§ Work to be completed: Please rewrite the material below as a numbered list, leaving out any blank lines.

§ Recorded data:
++++++

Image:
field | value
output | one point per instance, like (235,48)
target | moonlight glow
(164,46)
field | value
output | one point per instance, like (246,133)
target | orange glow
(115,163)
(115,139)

++++++

§ The solution:
1. Image:
2. field | value
3. output | one point per instance, like (235,48)
4. target | moonlight glow
5. (164,46)
6. field | value
7. output | one point per instance, like (246,133)
8. target | orange glow
9. (115,163)
10. (115,139)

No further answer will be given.